Copy out every one of the records below, line for line, without changing a word.
[RECORDS FOR PROCESSING start]
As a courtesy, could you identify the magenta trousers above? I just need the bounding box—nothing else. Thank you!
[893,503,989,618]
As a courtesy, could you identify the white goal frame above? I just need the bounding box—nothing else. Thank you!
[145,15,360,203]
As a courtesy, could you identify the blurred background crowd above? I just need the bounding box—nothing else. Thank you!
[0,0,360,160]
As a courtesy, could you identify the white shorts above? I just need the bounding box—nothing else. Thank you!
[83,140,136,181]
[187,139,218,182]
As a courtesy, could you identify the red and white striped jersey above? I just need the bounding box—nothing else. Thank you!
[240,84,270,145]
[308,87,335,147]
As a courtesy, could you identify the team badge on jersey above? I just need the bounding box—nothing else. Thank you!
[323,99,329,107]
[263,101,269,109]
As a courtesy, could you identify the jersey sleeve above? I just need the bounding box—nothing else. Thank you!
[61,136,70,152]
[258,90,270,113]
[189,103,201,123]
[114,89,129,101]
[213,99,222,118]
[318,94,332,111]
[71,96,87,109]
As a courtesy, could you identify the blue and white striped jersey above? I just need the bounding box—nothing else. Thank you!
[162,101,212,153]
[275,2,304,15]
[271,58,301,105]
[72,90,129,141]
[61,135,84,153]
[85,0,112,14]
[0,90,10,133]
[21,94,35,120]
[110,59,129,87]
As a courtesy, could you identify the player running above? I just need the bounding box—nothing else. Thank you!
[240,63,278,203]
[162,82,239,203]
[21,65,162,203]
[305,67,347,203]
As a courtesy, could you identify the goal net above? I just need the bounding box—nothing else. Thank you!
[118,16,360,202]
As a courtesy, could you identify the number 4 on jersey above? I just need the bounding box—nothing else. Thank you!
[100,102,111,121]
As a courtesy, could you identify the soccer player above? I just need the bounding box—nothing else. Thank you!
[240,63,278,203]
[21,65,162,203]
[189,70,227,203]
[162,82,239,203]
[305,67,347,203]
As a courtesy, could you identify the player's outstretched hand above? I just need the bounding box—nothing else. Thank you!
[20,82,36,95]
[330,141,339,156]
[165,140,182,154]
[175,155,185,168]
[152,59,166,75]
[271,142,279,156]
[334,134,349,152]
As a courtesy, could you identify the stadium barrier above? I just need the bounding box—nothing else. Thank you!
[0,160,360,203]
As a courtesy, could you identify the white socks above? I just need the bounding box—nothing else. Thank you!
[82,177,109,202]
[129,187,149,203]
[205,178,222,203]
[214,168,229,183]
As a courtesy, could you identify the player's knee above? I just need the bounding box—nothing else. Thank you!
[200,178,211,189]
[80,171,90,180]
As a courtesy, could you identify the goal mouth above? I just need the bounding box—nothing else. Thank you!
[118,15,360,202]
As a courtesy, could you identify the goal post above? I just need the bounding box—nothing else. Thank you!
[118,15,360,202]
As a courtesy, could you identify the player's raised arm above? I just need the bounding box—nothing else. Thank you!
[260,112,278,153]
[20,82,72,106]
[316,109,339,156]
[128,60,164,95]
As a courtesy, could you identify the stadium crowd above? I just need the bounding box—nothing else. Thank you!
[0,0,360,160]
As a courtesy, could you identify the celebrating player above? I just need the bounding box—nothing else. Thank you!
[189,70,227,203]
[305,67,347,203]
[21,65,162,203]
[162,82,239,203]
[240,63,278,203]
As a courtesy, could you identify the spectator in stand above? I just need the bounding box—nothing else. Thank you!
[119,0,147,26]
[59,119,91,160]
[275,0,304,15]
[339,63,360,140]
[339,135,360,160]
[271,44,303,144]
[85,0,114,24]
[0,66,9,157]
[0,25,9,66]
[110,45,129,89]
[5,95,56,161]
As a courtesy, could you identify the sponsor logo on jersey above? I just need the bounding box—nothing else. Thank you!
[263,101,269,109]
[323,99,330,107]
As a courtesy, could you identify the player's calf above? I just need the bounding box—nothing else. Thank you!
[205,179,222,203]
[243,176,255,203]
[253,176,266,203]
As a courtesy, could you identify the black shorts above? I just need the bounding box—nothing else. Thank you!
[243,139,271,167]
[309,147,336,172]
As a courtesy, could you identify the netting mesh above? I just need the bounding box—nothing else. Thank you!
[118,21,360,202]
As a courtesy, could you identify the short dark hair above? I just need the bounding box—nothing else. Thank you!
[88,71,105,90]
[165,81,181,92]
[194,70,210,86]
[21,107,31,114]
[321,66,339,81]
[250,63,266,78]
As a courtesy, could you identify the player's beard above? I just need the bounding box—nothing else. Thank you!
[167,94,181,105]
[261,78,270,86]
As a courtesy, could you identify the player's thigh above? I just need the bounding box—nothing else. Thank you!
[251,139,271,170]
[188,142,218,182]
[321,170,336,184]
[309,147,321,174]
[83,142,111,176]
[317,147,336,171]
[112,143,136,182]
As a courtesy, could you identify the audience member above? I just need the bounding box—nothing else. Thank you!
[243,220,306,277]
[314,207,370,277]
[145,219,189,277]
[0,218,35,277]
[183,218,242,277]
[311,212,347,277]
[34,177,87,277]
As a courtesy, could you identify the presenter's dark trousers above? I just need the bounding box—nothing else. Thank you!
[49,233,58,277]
[RECORDS FOR PROCESSING end]
- [TASK OUTPUT]
As a courtesy, could you identify the magenta trousers above? I just need the bounding box—nothing else. Thank you!
[893,503,989,618]
As a courtesy, could you identify the white goal frame above? I just need the bounding box—nothing else. Thank you!
[145,15,360,203]
As a courtesy, could you identify the blurred background crowd above? I just need the bounding box—nothing else. Thank you!
[0,0,360,160]
As a courtesy, could you identify the white shorts above? I just need the bounding box—nothing else. Thank you!
[83,140,136,181]
[187,139,218,182]
As a courtesy, could you identify the red and white striped jersey above? I just need the bounding box—nothing else. Thank you!
[240,84,270,145]
[308,87,335,147]
As a courtesy, could you identify the team badge on jersey above? I just need the bounding box—nothing else. Thank you!
[323,99,329,107]
[263,101,269,109]
As a courtesy, could you identify the jersey sleeve above? I just need the bounding box—nothing else. Thank you!
[61,136,70,152]
[258,90,270,113]
[189,103,201,123]
[114,89,129,101]
[213,99,222,118]
[318,94,332,111]
[71,96,87,109]
As a courtesy, could you identify the blue and white striped jersey above? I just need the bounding box—nothing else. Thank you!
[162,101,212,153]
[275,2,304,15]
[271,58,301,105]
[72,90,129,141]
[61,135,84,153]
[85,0,112,14]
[0,90,10,133]
[21,94,35,120]
[110,59,129,87]
As a courtesy, could you identify the player running above? I just need the bounding box—nothing else. Thank you!
[240,63,278,203]
[162,82,239,203]
[21,65,162,203]
[305,67,347,203]
As a courtesy, could you identify the goal net above? I just need the bounding box—nothing else. Thank you!
[118,16,360,202]
As a courtesy, could you identify the number 4 on jersey above? I just need the bounding box—nothing else. Thank you!
[100,102,111,121]
As a courtesy, could you identify the soccer player above? I just need the bounding box—nothing else. Thank you!
[240,63,278,203]
[21,65,162,203]
[189,70,227,203]
[162,82,239,203]
[305,67,347,203]
As a courtesy, could you identify the player's outstretched hand above? I just need the bounding box—nothing else. Thank you!
[20,82,36,95]
[330,141,339,156]
[165,140,182,154]
[175,155,185,168]
[152,59,166,75]
[271,142,279,156]
[334,134,349,152]
As a courtesy, could you identify the stadium barrier above? I just need the bounding box—nothing else. Thank you!
[0,160,360,203]
As a courtesy, could you identify the white socks above? I just need the bounding box—nothing else. Thank you!
[82,177,109,202]
[129,187,149,203]
[205,178,222,203]
[214,168,229,183]
As a courtesy, could you identify the player's knee above? I just need the bounding box—nothing else. Thank you!
[200,178,211,189]
[80,171,90,180]
As a courtesy, could you identify the goal mouth above? I just need the bounding box—nothing else. Thank you!
[118,15,360,202]
As a courtesy, could you identify the goal post above? I just need the bounding box—nothing else. Thank you!
[118,15,360,202]
As a courtesy, could you identify the player's raised arm above? I just need the bounding box—nothing else. Thank you!
[260,112,278,153]
[20,82,72,106]
[316,109,339,156]
[128,60,164,95]
As a courtesy, could you identify the stadium crowd above? I just need the bounding box—nothing else. Thank you!
[0,0,360,160]
As a courtesy, could you identify the celebrating player above? I just need the bounding box—nothing else. Thank you!
[189,70,227,203]
[305,67,347,203]
[21,65,162,203]
[162,82,239,203]
[240,63,278,203]
As a courtesy, could you identify the spectator in stand above? I just need the bounding box—nothing else. Thank you!
[119,0,147,26]
[59,119,91,160]
[275,0,304,15]
[339,63,360,140]
[339,135,360,160]
[271,44,303,144]
[85,0,114,24]
[0,66,9,157]
[0,25,9,66]
[110,45,129,89]
[5,95,56,161]
As a courtesy, could you identify the sponsor logo on jersey above? I just need the bounding box—nothing else. Thank you!
[263,101,269,109]
[323,99,330,107]
As a courtesy, could you identify the player's calf above? I just need the bounding box—nothing else. Thank you!
[205,179,222,203]
[243,176,255,203]
[253,176,266,203]
As a courtesy, could you identify the black shorts above? I just need the bounding box—nothing else. Thank you!
[243,139,271,167]
[309,147,336,172]
As a courtesy, could you identify the netting mesh above? I just need the bounding box—nothing else. Thank you!
[118,21,360,202]
As a courtesy, could you identify the short dark hair above? I just need the bounding box—nothing else. Thank you!
[88,71,105,90]
[165,81,181,92]
[194,70,210,86]
[21,107,31,114]
[321,66,339,81]
[250,63,266,78]
As a courtesy, could you identify the player's beard above? I just need the bounding box—nothing else. Thank you!
[167,94,181,105]
[261,78,270,86]
As a courtesy, could you identify the player's thigh above? I just need the bounding box—nothing else. Thank you!
[251,139,271,170]
[188,142,218,182]
[321,170,336,184]
[309,147,321,174]
[83,142,111,176]
[317,147,336,171]
[112,143,136,182]
As a courtesy, could you identify the audience member above? I just need the bounding box—nothing else. Thank you!
[243,220,306,277]
[314,207,370,277]
[145,219,189,277]
[0,218,35,277]
[183,218,242,277]
[311,212,347,277]
[34,177,87,277]
As a courtesy, could you identify the presenter's dark trousers above? I just need the bounding box—nothing else. Thank you!
[49,233,58,277]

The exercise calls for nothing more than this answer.